> **PROBLEM SET**:
a - In the Labour Brexit commentary, what did Labour's 2017 election manifesto state about freedom of movement?
b - Please copy the Labour Brexit commentary word for word, starting with "After Labour’s poor" and going on through "muddled and confused.".

* begin DOCUMENT EXCERPT *

After Labour’s poor showing in the local elections, he said: “an arrangement has to be made, a deal has to be done, parliament has to resolve this issue. I think that is very, very clear.” Now, breaking off weeks of fruitless negotiations, he cites the divisions in the Tory Party, as if they were not apparent before the start.  In reality, the talks were doomed just as much because of the divisions within the Labour Party. Keir Starmer has several times repeated that Labour should not agree to any deal that does not include a “confirmatory vote”. Jeremy, on the other hand, has been studiously silent, beyond the statement that it was still on the table. This has left Labour’s policy on Brexit totally muddled and confused.

As for the talks, obviously the Labour and Tory red lines could never have converged because if May had conceded “a” customs union or “exactly the same benefits” (Labour’s red lines), let alone a “confirmatory vote’ (Kier Starmer’s, at least) her backbenchers would have voted it down. If Corbyn had abandoned these demands, then his backbenchers, and some frontbenchers, too, would have revolted and scuppered the deal anyway. The whole charade was aimed at a pointless delay. It is precisely this double-speak and repeated delays that have fuelled the “second coming” of Nigel Farage and Vince Cable in the EU elections (and likely beyond). Yet Jeremy Corbyn was twice elected as leader, and boosted Labour’s score in the 2017 general election, as the man who promised “open and honest politics”.

On one issue, immigration, Labour’s 2017 election manifesto was clear and unequivocal, albeit wrong and reactionary. It said: “Freedom of movement will end when we leave the European Union.” Indeed, Corbyn’s letter breaking off negotiations with May refers to ending free movement as one of the agreements they reached in the talks. Yet, on Sunday, on the BBC’s Andrew Marr Show, when pressed on why he was against freedom of movement, Jeremy said: “I’m not staunchly against freedom of movement.”

How ridiculous! For internationalists he should have been staunchly in favour of the rights of British and continental workers to seek jobs right across the EU. Unscrupulous employers, who want free movement just to hire cheap labour, can be combatted by union action here and by protective legislation to make such action illegal. In any case, there should be no pandering to the minority in Labour’s ranks who support such nationalist demands, only outright support for immigration controls would satisfy them.

Jeremy also added, “I want us to get a good deal and then let the public have a decision after that.” Is this a people’s vote or not? If it is, then why the all the ducking and diving since the Liverpool Conference last year? The truth is Labour’s “good deal” is a unicorn, no one has ever seen it. Either it means accepting May’s deal with a fig leaf or two on workers’ rights or it means accepting all the fundamental rules of the single market and customs union along with the Court of Justice which imposes them. If it is the former, why not vote for May’s deal on 3 June? If the latter, why leave the EU and lose the ability to make (and fight against) its policies?

Labour plummets in the polls

Jeremy’s latest half-hearted and evasive concession to the majority of his members’ views on free movement and a People’s Vote is simply a response to the widespread reports that Labour voters are switching to the Liberal Democrats and the Greens. This should have been no surprise. The great majority of them, including in the North of England, are now opposed to Brexit and do not have racist attitudes to Polish builders, Portuguese nurses or refugees fleeing the terrible wars in the Middle East.

* end DOCUMENT EXCERPT *
* begin RAW DATA *

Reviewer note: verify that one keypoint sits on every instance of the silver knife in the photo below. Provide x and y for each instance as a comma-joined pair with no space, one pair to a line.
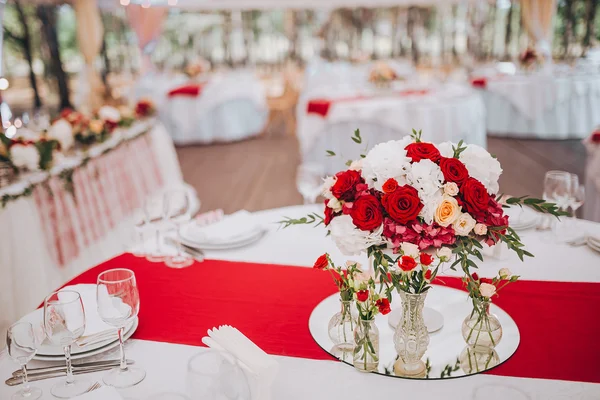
63,368
17,380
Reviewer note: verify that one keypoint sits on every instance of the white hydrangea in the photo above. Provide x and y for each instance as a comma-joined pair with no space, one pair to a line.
386,160
351,240
482,166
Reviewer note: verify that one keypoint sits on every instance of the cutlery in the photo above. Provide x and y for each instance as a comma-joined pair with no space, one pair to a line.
63,368
17,380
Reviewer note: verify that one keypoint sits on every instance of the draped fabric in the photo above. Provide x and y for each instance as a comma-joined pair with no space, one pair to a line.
89,36
537,17
147,25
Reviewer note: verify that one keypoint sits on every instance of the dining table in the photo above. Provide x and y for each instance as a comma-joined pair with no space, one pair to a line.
268,290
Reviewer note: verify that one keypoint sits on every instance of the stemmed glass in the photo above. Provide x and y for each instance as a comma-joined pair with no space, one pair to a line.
178,213
64,322
21,346
155,210
118,304
309,181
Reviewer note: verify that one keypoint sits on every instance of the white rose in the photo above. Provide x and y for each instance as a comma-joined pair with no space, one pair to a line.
480,229
108,113
464,224
487,290
482,166
451,189
444,253
62,131
334,204
349,239
409,249
326,188
504,273
356,165
25,156
386,160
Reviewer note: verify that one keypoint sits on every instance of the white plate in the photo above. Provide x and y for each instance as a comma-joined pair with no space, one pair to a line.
239,241
36,319
91,353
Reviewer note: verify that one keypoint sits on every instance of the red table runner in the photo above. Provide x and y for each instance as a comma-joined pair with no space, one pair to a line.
271,304
191,90
322,106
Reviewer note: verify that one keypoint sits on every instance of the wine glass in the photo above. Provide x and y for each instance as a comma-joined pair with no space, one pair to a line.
309,181
21,346
118,304
179,211
64,322
214,376
155,210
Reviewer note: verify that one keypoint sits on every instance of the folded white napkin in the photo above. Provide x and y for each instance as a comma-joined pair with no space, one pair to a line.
93,322
103,393
261,368
231,227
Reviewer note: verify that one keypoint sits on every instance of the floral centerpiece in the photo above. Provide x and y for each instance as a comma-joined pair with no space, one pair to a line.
381,74
411,206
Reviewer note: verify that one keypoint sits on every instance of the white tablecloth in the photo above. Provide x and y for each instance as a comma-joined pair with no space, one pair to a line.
27,269
448,113
301,379
543,106
232,106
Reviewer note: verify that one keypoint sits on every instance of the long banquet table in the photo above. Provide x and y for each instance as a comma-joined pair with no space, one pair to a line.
272,303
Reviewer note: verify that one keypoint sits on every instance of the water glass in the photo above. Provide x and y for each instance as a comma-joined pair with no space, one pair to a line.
21,347
179,212
118,302
213,375
309,181
64,322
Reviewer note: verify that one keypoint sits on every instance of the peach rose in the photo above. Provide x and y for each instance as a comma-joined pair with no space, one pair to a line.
447,211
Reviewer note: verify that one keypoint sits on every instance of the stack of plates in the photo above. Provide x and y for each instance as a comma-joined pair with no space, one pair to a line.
94,325
521,219
236,230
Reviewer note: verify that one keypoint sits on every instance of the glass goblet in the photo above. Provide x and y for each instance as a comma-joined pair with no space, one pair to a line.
21,347
64,322
118,304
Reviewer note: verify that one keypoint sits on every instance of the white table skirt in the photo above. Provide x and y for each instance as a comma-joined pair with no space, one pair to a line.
301,379
547,108
231,107
26,270
452,117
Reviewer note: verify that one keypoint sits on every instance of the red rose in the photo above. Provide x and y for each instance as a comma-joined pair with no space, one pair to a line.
428,274
425,259
344,187
383,305
420,151
390,185
454,170
322,262
407,263
362,295
366,213
403,204
474,195
328,213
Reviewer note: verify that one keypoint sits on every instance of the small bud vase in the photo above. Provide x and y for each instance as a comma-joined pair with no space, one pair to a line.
341,326
366,345
411,337
481,329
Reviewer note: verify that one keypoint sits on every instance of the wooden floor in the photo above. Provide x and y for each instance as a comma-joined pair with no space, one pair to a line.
260,173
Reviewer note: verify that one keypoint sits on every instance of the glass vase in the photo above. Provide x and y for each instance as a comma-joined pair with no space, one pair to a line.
341,326
481,329
366,345
411,337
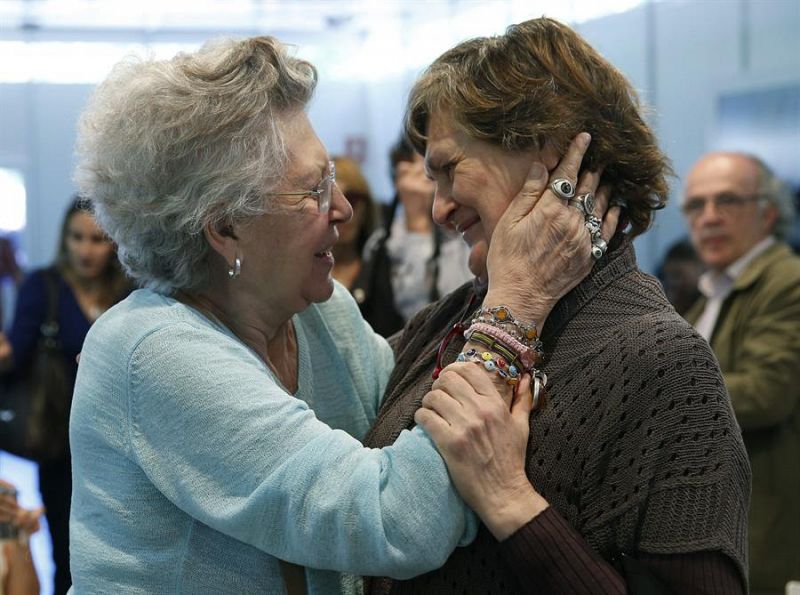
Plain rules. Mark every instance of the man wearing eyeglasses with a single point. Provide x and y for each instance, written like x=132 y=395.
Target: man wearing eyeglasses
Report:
x=738 y=212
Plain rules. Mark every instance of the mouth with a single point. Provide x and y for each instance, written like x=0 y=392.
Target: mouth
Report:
x=465 y=225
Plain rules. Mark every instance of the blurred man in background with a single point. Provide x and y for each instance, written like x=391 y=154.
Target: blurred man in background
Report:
x=738 y=213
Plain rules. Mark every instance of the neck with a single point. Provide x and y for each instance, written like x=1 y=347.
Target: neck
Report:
x=259 y=328
x=346 y=253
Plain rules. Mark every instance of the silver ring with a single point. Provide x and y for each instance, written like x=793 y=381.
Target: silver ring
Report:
x=599 y=247
x=584 y=202
x=563 y=188
x=593 y=224
x=601 y=243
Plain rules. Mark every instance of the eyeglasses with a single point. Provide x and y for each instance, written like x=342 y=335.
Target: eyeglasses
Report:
x=355 y=198
x=725 y=204
x=321 y=192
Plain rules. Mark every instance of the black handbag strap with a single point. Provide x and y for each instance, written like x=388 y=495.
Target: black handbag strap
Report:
x=50 y=327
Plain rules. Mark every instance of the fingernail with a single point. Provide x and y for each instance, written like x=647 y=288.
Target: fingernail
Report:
x=538 y=171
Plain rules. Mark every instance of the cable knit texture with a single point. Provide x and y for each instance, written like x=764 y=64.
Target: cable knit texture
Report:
x=638 y=437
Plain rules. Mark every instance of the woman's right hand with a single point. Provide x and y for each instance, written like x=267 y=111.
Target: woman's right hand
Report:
x=484 y=443
x=541 y=248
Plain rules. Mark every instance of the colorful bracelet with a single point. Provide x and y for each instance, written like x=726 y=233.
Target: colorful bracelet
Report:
x=506 y=371
x=501 y=317
x=528 y=356
x=495 y=346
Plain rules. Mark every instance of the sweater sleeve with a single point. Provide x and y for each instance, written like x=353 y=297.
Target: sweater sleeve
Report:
x=255 y=463
x=548 y=556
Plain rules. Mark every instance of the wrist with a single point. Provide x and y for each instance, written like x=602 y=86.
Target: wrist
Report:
x=528 y=309
x=518 y=508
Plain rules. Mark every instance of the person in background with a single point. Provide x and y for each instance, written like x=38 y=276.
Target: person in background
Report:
x=89 y=280
x=17 y=572
x=427 y=261
x=354 y=266
x=9 y=270
x=636 y=455
x=738 y=213
x=679 y=273
x=408 y=262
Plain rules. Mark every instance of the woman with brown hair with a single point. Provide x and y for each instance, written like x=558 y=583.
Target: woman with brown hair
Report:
x=85 y=280
x=635 y=467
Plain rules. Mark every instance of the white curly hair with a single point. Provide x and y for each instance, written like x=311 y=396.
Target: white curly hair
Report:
x=166 y=147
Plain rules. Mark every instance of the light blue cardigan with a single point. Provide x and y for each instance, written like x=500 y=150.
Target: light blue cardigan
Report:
x=194 y=469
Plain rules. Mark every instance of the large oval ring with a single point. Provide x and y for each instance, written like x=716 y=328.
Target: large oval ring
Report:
x=593 y=224
x=563 y=188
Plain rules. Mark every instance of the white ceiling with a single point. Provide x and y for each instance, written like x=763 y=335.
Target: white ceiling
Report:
x=77 y=41
x=162 y=17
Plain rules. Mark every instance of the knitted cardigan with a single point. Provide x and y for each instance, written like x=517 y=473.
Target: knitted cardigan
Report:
x=637 y=449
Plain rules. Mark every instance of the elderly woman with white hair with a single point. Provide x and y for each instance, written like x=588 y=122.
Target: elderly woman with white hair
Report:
x=217 y=413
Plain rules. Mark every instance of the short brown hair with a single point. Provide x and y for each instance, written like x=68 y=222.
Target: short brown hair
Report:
x=541 y=83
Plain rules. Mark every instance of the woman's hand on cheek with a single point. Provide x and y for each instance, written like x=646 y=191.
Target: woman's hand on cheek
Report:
x=483 y=442
x=541 y=248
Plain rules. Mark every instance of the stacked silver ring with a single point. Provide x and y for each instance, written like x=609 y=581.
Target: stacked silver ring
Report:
x=584 y=203
x=599 y=245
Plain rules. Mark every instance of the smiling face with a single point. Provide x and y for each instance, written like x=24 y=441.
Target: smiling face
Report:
x=286 y=256
x=88 y=249
x=722 y=236
x=475 y=182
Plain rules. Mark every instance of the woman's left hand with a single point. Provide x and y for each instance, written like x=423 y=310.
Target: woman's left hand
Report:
x=484 y=444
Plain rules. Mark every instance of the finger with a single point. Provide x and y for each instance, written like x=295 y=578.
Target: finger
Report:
x=611 y=218
x=522 y=405
x=532 y=190
x=602 y=197
x=437 y=428
x=570 y=165
x=461 y=376
x=444 y=405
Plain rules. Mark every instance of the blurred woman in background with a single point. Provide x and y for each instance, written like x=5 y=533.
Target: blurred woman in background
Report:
x=87 y=280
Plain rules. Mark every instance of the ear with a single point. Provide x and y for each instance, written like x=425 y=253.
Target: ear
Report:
x=222 y=240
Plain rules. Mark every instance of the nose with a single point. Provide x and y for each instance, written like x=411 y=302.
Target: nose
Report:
x=443 y=205
x=710 y=212
x=341 y=210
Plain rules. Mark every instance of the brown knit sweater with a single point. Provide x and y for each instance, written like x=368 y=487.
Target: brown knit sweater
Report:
x=637 y=450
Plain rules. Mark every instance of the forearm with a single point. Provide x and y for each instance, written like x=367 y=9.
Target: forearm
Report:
x=548 y=556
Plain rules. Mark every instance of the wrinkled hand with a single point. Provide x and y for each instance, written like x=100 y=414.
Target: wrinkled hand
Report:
x=25 y=520
x=415 y=191
x=483 y=442
x=542 y=242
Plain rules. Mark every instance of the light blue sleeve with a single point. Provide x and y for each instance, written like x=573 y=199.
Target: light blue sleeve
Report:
x=368 y=355
x=226 y=445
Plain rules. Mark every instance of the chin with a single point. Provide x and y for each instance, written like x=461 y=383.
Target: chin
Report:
x=321 y=292
x=477 y=261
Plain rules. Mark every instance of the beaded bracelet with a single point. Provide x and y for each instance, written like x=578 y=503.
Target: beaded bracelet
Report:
x=506 y=371
x=502 y=318
x=529 y=356
x=495 y=346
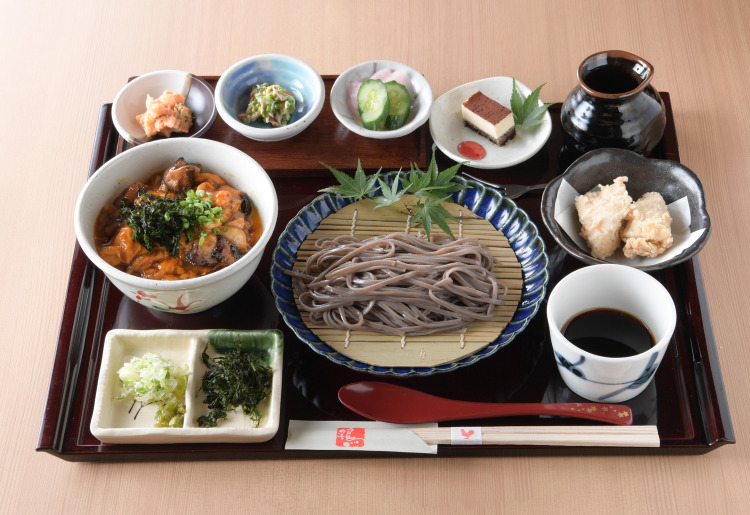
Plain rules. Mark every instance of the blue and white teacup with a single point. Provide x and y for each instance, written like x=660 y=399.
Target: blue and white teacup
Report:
x=607 y=379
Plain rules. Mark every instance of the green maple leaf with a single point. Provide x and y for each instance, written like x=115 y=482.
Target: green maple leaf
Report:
x=432 y=211
x=431 y=187
x=527 y=113
x=357 y=187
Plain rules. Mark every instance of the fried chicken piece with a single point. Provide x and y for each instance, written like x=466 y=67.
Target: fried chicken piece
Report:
x=648 y=232
x=602 y=214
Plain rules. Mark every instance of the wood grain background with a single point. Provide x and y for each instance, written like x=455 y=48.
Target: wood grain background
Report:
x=61 y=60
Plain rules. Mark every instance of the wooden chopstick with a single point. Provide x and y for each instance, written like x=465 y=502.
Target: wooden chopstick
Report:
x=580 y=436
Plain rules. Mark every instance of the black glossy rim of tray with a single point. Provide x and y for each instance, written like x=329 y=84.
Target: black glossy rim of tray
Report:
x=687 y=400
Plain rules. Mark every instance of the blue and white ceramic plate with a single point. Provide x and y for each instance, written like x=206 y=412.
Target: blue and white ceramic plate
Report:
x=488 y=203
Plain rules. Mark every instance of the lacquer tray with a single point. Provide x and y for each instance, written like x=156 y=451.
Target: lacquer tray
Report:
x=686 y=401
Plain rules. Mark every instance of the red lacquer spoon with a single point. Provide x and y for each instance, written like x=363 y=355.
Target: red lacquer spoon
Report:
x=399 y=405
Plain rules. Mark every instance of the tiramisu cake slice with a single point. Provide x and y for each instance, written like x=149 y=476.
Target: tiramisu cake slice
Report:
x=490 y=119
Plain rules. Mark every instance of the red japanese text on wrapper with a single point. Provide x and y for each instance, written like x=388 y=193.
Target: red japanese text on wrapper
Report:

* end RAW DATA *

> **RESPONSE LIST**:
a - It stated: "Freedom of movement will end when we leave the European Union."

b -
After Labour’s poor showing in the local elections, he said: “an arrangement has to be made, a deal has to be done, parliament has to resolve this issue. I think that is very, very clear.” Now, breaking off weeks of fruitless negotiations, he cites the divisions in the Tory Party, as if they were not apparent before the start.  In reality, the talks were doomed just as much because of the divisions within the Labour Party. Keir Starmer has several times repeated that Labour should not agree to any deal that does not include a “confirmatory vote”. Jeremy, on the other hand, has been studiously silent, beyond the statement that it was still on the table. This has left Labour’s policy on Brexit totally muddled and confused.